## INSTRUCTIONS
[1] Transcribe the stretch of the patch message from "This version of" through "to look at.".
[2] Answer these questions using the patch message:
(a) With which compiler does this version of the patch build?
(b) What size is given for the attached diff?
(c) What number is PG_chainlock defined as?
[3] List every name defined on a #define line in the patch message.

## EXCERPTED PASSAGE
This version of the patch uses an anonymous union, so it only builds with
gcc 3.x. I'm working on an alternate version of the patch, but wanted to
get this one out for people to look at.
Dave McCracken
======================================================================
Dave McCracken IBM Linux Base Kernel Team 1-512-838-3059
dmccr@us.ibm.com T/L 678-3059
[-- Attachment #2: rmap-opt-2.5.25.diff --]
[-- Type: text/plain, Size: 6289 bytes --]
--- linux-2.5.25-rmap/./include/linux/mm.h Mon Jul 8 15:37:35 2002
+++ linux-2.5.25-rmap-opt/./include/linux/mm.h Tue Jul 9 13:28:32 2002
@@ -157,8 +157,11 @@
updated asynchronously */
struct list_head lru; /* Pageout list, eg. active_list;
protected by pagemap_lru_lock !! */
- struct pte_chain * pte_chain; /* Reverse pte mapping pointer.
+ union {
+ struct pte_chain * pte_chain; /* Reverse pte mapping pointer.
* protected by PG_chainlock */
+ pte_t * pte_direct;
+ };
unsigned long private; /* mapping-private opaque data */
/*
--- linux-2.5.25-rmap/./include/linux/page-flags.h Mon Jul 8 15:37:35 2002
+++ linux-2.5.25-rmap-opt/./include/linux/page-flags.h Tue Jul 9 10:31:28 2002
@@ -66,6 +66,7 @@
#define PG_writeback 13 /* Page is under writeback */
#define PG_nosave 15 /* Used for system suspend/resume */
#define PG_chainlock 16 /* lock bit for ->pte_chain */
+#define PG_direct 17 /* ->pte_chain points directly at pte */
/*
* Global page accounting. One instance per CPU.

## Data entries

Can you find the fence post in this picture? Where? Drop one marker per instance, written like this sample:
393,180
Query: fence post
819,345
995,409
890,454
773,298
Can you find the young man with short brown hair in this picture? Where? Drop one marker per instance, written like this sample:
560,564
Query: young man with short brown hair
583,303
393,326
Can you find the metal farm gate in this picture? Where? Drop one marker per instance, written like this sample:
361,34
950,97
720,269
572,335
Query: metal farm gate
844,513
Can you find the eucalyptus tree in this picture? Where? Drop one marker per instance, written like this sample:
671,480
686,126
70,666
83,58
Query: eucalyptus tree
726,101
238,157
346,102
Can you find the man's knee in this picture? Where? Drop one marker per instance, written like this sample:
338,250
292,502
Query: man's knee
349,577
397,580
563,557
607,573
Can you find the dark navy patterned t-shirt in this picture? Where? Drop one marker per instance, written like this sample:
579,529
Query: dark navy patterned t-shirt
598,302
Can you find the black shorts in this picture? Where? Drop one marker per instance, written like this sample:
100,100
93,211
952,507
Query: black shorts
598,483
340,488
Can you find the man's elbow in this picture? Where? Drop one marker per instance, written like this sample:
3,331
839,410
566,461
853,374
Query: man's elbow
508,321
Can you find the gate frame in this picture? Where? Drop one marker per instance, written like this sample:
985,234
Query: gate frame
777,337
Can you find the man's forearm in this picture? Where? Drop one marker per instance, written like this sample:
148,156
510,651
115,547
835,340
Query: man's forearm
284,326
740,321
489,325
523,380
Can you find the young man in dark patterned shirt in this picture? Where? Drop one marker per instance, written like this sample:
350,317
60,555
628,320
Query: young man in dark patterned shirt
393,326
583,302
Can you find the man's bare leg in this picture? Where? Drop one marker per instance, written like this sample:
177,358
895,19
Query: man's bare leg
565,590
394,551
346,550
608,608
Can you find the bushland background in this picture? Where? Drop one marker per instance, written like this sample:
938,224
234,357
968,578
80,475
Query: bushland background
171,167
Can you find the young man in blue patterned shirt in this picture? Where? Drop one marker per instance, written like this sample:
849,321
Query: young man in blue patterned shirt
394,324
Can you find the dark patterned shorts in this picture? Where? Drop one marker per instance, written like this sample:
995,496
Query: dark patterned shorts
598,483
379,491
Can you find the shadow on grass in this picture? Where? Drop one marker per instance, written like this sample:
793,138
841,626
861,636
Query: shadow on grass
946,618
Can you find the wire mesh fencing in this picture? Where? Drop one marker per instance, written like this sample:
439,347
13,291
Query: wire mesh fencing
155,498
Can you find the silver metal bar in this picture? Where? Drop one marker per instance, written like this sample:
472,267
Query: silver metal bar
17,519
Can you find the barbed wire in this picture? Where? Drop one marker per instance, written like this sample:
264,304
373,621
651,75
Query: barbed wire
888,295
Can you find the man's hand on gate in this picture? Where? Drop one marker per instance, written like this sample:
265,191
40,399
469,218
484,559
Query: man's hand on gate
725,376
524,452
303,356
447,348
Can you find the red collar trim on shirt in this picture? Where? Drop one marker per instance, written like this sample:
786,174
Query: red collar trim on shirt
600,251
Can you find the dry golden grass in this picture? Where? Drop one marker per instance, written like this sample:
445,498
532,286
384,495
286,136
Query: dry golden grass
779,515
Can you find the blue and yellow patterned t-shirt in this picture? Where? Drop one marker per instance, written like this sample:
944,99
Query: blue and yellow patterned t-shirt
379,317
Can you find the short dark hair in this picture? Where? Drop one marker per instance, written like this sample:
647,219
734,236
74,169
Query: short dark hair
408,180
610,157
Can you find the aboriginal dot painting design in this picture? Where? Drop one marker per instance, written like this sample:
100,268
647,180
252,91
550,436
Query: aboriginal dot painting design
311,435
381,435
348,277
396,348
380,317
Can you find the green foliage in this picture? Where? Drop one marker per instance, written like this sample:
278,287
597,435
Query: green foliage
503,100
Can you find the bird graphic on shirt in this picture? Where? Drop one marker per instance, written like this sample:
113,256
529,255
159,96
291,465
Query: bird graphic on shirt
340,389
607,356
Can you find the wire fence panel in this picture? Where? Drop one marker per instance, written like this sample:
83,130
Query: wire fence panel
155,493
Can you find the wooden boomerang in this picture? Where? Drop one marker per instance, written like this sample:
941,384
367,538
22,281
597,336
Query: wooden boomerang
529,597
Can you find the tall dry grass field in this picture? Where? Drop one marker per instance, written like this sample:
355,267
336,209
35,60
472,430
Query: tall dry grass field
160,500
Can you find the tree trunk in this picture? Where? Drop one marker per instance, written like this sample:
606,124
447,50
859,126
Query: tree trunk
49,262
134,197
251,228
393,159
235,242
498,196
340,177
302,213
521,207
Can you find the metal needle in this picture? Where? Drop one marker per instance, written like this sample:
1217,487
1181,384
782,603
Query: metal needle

## ANSWERS
[1]
This version of the patch uses an anonymous union, so it only builds with
gcc 3.x. I'm working on an alternate version of the patch, but wanted to
get this one out for people to look at.

[2]
(a) gcc 3.x
(b) 6289 bytes
(c) 16

[3]
PG_writeback
PG_nosave
PG_chainlock
PG_direct